Document section:
I thought everything is fine already but it's not. I got confronted again and I can't defend myself. I have this fear inside me that's why I couldn't speak, I feel like traumatized. I feel sorry for Flade for not opening this matters to him. I just want to forget about it because every time I remember what happened I blame my self , fear is enveloping me and it is degrading me as a human. I never speak because since I was young I was not given the chance to speak up for my self by my tita whom my mom entrusted me. I just became free when my mom knew about my tita's treatment to me.

Clyde, Kristel and Crisha are my close friends when we were in Senior Highschool. They were supportive in my writing journey and I am also to them. Every achievement I attain, I always remember them. With them I became free fo speak for my self without being judged. Until we enter college, Clyde confessed to me about his feelings but I can't reciprocate it because I like someone,it was Flade and also I consider him as my brother. But then Kristel pushed me to him. Clyde and I never became couples everything are just rumors. Clyde didn't gave up and courted me to the point that I am being pushed to the edge and being choked. I also noticed some changes in Kristel and Crisha they are becoming distant and sometimes would lie to me. Tinn told me that they are even talking behind my back but I stayed silent and nothing changed about my treatment to them. I know that they are the ones spreading rumors about me back then until now.

One day Clyde requested me to join him in a party but I was shocked when we went to a bar because of my annoyance I left him while he was enjoying and drinking with his friends. I call for a taxi and I didn't know that he followed me and he got into an accident. I visited him in the hospital because I feel so guilty that time but then Kristel get mad at me and ended our friendship. After that incident I stopped my writing because while I was rising my trusted friends are staying away from me. I don't want to speak against them again because I know that they will not let me win. I am aware that there are people who hate me and won't believe me. What hurts the most is that I lose the closest people that I considered as my family. But then right now I earned some courage and self-esteem to my self because of the people who truly love me.

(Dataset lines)
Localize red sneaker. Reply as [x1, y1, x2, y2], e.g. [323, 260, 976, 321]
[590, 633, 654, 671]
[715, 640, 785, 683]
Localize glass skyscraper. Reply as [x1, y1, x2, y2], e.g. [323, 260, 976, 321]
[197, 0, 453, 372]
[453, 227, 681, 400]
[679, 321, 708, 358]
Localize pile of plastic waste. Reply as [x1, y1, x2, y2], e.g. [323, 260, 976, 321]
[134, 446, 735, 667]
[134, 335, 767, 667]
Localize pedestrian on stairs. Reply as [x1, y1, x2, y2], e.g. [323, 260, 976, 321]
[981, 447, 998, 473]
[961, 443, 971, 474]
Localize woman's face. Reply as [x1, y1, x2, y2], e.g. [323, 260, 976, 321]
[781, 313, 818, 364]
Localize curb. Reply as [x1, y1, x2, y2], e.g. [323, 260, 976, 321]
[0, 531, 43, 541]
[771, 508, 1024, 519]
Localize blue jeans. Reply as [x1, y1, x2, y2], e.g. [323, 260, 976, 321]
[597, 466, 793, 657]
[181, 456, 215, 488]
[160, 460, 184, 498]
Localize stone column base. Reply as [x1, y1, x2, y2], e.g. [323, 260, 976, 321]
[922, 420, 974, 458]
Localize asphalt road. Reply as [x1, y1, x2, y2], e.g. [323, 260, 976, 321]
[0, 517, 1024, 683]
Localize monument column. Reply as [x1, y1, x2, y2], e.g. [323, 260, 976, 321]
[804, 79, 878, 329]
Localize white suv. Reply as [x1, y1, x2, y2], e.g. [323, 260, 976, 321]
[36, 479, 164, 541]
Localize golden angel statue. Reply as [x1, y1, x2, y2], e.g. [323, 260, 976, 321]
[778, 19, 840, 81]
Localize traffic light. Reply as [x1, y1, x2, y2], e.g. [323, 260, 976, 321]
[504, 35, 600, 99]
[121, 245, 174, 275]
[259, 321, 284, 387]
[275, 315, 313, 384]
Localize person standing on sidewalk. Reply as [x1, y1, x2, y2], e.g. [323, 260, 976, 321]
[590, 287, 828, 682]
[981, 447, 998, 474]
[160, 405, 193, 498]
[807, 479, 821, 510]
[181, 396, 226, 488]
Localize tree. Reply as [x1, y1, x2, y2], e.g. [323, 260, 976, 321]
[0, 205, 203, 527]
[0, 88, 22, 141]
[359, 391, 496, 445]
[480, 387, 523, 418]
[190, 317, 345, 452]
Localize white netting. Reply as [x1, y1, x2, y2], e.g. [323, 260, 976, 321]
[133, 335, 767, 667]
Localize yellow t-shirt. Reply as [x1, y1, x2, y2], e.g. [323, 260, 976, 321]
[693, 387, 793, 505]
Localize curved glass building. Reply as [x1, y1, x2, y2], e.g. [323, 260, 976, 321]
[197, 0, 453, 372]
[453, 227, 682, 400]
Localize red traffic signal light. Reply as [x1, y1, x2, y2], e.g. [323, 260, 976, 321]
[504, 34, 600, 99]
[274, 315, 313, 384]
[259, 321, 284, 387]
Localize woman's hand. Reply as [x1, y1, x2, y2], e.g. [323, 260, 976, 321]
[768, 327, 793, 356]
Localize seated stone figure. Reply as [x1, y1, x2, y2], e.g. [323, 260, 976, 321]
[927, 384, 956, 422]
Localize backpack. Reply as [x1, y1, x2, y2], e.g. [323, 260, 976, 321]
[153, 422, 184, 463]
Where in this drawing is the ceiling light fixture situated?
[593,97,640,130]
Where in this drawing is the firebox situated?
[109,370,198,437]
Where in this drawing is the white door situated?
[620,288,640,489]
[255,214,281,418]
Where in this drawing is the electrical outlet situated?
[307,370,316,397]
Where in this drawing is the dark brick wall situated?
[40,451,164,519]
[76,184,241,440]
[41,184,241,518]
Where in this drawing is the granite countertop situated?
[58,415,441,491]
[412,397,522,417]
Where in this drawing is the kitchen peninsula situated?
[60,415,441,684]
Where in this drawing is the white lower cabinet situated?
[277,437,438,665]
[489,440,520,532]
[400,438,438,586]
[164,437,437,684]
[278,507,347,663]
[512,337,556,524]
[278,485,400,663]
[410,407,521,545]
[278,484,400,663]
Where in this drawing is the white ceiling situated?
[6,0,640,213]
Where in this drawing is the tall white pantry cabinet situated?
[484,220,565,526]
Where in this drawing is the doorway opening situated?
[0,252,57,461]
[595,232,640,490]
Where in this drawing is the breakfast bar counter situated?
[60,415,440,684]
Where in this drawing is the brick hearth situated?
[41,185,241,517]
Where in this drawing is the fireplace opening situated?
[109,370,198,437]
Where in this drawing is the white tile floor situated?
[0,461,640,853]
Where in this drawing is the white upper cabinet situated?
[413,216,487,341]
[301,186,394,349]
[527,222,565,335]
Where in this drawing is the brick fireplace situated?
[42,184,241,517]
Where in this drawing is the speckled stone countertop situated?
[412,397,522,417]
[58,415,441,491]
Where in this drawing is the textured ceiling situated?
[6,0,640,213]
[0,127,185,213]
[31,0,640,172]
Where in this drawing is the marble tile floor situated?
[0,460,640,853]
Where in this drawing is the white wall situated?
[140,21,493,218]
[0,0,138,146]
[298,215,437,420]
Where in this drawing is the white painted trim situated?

Tasks to perform:
[A] In the personal account, who were the narrator's close friends in Senior Highschool?
[B] Please reproduce the passage of the personal account starting at "One day Clyde" and ending at "truly love me.".
The personal account is all you need, not the lines.

Expected results:
[A] Clyde, Kristel and Crisha.

[B]
One day Clyde requested me to join him in a party but I was shocked when we went to a bar because of my annoyance I left him while he was enjoying and drinking with his friends. I call for a taxi and I didn't know that he followed me and he got into an accident. I visited him in the hospital because I feel so guilty that time but then Kristel get mad at me and ended our friendship. After that incident I stopped my writing because while I was rising my trusted friends are staying away from me. I don't want to speak against them again because I know that they will not let me win. I am aware that there are people who hate me and won't believe me. What hurts the most is that I lose the closest people that I considered as my family. But then right now I earned some courage and self-esteem to my self because of the people who truly love me.